▸ Extract
Adding replica to a shard with only down replicas

classic Classic list List threaded Threaded
8 messages Options
Reply | Threaded
Open this post in threaded view
|

Adding replica to a shard with only down replicas

tedsolr
Solr 5.5.4. I have a collection with a single shard and two replicas. Both
are reporting down. No shard leader exists. Each replica is on a different
node. Should it be safe to attempt an ADDREPLICA command? Since there's no
leader I don't know if that will work. This is the cluster state for the
collection:

"SCHN":{
        "shards":{"shard1":{
            "range":"80000000-7fffffff",
            "state":"active",
            "replicas":{
              "core_node6":{
                "core":"SCHN_shard1_replica5",
                "base_url":"http://----:8983/solr",
                "node_name":"----:8983_solr",
                "state":"down"},
              "core_node5":{
                "core":"SCHN_shard1_replica2",
                "base_url":"http://----8983/solr",
                "node_name":"----:8983_solr",
                "state":"down"}}}},
        "replicationFactor":"2",
        "router":{"name":"compositeId"},
        "maxShardsPerNode":"1",
        "autoAddReplicas":"false",
        "znodeVersion":1127,
        "configName":"default"},

The logs show repeated errors for: ERROR
org.apache.solr.common.SolrException Error while trying to recover.
core=SCHN_shard1_replica5:org.apache.solr.common.SolrException: No
registered leader was found after waiting for 4000ms , collection: SCHN
slice: shard1

I've already tried bringing the nodes down and then back up.

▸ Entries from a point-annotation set

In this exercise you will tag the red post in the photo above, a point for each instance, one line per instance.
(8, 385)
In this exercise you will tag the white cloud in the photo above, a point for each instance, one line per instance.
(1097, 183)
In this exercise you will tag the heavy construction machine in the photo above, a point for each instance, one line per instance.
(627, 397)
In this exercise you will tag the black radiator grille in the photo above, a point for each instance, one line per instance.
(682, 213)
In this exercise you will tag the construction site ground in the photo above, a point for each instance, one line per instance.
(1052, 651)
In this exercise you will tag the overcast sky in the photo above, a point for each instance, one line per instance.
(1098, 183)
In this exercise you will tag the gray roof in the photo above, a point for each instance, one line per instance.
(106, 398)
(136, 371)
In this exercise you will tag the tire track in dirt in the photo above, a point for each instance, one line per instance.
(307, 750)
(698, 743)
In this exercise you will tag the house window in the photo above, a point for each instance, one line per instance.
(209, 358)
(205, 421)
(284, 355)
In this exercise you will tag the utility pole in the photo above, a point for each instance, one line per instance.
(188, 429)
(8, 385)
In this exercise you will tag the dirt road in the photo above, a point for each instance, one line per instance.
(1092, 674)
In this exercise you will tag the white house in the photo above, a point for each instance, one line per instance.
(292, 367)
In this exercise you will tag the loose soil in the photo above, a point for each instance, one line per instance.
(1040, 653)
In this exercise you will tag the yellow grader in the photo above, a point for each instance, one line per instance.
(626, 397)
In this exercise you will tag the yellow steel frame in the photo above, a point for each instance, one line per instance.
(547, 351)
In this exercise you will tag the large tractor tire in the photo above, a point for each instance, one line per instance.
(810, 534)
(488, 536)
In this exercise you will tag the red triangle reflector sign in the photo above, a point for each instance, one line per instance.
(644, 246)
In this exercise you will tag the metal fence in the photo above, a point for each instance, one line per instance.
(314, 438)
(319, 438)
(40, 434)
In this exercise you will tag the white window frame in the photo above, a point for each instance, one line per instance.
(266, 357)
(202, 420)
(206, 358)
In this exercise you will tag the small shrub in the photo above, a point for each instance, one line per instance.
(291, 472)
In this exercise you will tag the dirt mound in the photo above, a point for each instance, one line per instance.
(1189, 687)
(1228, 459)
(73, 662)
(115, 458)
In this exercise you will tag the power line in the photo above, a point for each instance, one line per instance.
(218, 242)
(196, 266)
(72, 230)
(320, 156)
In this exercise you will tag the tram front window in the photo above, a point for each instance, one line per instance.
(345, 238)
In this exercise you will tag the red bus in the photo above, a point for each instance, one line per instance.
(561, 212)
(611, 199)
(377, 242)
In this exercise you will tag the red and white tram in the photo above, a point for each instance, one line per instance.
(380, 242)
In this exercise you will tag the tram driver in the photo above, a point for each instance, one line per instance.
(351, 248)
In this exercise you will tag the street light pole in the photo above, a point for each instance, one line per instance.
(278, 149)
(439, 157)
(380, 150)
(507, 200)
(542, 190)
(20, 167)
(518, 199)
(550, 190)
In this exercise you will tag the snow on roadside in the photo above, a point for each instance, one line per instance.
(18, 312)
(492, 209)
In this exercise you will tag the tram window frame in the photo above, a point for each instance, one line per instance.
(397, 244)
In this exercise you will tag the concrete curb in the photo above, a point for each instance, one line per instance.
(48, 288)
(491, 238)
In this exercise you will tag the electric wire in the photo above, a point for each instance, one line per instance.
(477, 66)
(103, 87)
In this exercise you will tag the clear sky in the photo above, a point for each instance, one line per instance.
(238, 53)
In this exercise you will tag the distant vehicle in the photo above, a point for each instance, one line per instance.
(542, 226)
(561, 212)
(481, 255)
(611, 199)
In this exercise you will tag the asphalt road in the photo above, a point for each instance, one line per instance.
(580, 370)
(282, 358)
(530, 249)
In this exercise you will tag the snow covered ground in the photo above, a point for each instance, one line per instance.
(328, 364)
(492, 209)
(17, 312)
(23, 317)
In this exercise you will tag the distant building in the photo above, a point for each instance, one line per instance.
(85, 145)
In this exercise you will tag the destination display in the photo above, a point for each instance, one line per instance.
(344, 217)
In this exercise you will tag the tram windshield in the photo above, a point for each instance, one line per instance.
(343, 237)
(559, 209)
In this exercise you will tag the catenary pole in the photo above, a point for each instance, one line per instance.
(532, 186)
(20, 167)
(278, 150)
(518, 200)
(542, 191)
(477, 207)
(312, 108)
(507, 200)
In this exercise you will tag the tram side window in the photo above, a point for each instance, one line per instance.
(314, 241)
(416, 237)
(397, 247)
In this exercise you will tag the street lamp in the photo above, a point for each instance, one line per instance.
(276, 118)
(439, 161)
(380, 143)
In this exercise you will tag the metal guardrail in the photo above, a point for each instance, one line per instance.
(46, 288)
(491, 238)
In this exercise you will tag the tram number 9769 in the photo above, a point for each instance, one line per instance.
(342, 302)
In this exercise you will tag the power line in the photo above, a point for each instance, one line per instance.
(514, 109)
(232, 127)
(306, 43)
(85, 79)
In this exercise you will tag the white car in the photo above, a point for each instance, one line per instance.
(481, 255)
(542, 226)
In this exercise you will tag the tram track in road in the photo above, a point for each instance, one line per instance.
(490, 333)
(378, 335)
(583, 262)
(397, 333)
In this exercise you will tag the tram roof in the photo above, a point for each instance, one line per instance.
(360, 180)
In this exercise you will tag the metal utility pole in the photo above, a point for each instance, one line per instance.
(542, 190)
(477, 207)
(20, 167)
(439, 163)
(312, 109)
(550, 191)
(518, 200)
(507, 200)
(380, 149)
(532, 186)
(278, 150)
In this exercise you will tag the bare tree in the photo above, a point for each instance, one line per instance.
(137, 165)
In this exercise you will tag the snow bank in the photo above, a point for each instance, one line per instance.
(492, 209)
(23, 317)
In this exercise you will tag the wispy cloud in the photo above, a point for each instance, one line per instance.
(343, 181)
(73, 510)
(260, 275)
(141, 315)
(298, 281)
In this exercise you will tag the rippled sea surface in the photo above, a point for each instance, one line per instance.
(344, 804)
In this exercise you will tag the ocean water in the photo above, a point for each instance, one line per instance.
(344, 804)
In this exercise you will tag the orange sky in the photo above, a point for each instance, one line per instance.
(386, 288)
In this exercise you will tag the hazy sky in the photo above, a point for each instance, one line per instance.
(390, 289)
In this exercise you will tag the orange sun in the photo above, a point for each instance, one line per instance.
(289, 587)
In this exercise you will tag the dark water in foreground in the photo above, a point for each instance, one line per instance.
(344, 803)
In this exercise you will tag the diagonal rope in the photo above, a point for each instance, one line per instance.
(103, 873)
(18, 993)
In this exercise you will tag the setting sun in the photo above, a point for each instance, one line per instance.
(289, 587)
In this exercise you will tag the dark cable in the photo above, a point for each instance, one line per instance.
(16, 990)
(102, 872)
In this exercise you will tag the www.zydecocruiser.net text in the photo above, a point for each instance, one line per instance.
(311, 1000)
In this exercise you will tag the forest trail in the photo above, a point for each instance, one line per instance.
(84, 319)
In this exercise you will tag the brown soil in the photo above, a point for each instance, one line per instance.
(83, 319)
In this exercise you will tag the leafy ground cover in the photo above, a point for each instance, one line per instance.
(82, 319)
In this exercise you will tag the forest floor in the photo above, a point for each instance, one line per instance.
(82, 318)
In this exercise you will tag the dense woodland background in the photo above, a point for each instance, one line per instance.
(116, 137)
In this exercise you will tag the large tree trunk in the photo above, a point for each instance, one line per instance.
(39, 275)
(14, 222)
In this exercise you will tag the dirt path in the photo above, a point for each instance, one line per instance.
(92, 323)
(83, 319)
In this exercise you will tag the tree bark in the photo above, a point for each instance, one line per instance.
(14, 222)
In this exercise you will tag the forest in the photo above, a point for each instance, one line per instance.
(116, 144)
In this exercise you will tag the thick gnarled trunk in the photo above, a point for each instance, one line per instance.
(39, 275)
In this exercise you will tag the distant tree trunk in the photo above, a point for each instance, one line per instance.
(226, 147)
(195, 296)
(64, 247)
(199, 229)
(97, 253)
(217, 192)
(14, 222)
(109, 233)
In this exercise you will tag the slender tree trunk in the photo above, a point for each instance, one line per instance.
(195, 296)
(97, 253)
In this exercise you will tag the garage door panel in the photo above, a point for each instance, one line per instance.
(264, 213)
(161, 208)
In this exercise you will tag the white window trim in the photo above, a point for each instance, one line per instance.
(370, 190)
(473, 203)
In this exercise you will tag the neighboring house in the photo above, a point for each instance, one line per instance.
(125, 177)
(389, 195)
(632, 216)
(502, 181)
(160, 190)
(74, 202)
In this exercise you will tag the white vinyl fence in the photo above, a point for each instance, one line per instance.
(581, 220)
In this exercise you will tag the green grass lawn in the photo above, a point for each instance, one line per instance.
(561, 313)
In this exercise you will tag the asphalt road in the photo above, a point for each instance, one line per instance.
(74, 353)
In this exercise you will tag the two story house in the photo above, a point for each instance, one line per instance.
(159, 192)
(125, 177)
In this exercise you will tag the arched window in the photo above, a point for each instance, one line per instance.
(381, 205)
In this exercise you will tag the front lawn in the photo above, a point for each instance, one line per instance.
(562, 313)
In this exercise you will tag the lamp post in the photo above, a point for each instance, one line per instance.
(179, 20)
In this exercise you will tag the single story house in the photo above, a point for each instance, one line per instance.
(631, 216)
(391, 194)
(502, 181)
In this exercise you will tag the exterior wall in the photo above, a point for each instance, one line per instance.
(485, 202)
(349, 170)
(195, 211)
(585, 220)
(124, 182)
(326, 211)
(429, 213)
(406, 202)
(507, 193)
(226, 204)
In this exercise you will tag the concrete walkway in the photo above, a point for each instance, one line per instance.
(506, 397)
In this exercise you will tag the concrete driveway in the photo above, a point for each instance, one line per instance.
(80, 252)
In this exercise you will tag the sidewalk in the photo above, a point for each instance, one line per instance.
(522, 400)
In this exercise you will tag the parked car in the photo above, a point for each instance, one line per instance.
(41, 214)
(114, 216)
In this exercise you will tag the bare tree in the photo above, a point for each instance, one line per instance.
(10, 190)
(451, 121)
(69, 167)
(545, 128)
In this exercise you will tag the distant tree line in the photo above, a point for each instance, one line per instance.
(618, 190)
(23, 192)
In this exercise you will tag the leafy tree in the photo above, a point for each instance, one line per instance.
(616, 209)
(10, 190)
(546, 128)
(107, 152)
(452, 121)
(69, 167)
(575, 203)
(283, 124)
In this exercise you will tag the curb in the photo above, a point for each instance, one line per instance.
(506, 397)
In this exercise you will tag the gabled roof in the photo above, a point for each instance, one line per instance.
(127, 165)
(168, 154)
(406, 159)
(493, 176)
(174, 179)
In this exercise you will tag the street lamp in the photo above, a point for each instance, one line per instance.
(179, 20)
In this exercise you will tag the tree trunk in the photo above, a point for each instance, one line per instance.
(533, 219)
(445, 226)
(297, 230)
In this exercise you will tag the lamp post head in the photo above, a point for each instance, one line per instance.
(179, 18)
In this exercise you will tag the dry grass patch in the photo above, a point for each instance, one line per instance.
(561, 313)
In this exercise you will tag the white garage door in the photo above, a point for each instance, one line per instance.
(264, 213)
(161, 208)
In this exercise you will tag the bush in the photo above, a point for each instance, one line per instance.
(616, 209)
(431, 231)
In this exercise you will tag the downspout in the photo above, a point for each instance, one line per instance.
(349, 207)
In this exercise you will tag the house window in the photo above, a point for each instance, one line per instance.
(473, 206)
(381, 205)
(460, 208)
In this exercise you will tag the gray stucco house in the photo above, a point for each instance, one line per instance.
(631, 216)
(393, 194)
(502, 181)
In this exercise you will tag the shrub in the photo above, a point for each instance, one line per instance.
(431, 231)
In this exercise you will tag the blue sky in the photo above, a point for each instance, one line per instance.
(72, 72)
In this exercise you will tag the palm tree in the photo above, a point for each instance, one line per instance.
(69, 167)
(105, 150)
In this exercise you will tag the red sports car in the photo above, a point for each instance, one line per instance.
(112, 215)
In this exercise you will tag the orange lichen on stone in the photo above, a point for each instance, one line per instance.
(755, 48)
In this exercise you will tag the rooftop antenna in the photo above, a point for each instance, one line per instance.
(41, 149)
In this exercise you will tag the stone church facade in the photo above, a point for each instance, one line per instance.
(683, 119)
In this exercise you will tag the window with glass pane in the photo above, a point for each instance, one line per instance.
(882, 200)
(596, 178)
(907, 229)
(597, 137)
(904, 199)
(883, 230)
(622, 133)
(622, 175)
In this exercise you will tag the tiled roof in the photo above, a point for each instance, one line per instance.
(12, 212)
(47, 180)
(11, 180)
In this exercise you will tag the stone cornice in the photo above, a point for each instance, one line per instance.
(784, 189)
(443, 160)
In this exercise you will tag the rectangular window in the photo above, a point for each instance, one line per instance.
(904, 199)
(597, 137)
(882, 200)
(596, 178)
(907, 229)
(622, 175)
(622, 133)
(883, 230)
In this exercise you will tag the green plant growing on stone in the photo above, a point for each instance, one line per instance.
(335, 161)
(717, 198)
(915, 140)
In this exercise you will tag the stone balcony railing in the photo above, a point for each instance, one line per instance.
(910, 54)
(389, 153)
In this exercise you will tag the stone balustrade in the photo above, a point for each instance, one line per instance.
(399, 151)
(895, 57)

▸ Task prompt
Write out the whole Solr thread, word for word. Draw only on the Solr thread, not on the rows.

▸ Reply
Adding replica to a shard with only down replicas

classic Classic list List threaded Threaded
8 messages Options
Reply | Threaded
Open this post in threaded view
|

Adding replica to a shard with only down replicas

tedsolr
Solr 5.5.4. I have a collection with a single shard and two replicas. Both
are reporting down. No shard leader exists. Each replica is on a different
node. Should it be safe to attempt an ADDREPLICA command? Since there's no
leader I don't know if that will work. This is the cluster state for the
collection:

"SCHN":{
        "shards":{"shard1":{
            "range":"80000000-7fffffff",
            "state":"active",
            "replicas":{
              "core_node6":{
                "core":"SCHN_shard1_replica5",
                "base_url":"http://----:8983/solr",
                "node_name":"----:8983_solr",
                "state":"down"},
              "core_node5":{
                "core":"SCHN_shard1_replica2",
                "base_url":"http://----8983/solr",
                "node_name":"----:8983_solr",
                "state":"down"}}}},
        "replicationFactor":"2",
        "router":{"name":"compositeId"},
        "maxShardsPerNode":"1",
        "autoAddReplicas":"false",
        "znodeVersion":1127,
        "configName":"default"},

The logs show repeated errors for: ERROR
org.apache.solr.common.SolrException Error while trying to recover.
core=SCHN_shard1_replica5:org.apache.solr.common.SolrException: No
registered leader was found after waiting for 4000ms , collection: SCHN
slice: shard1

I've already tried bringing the nodes down and then back up.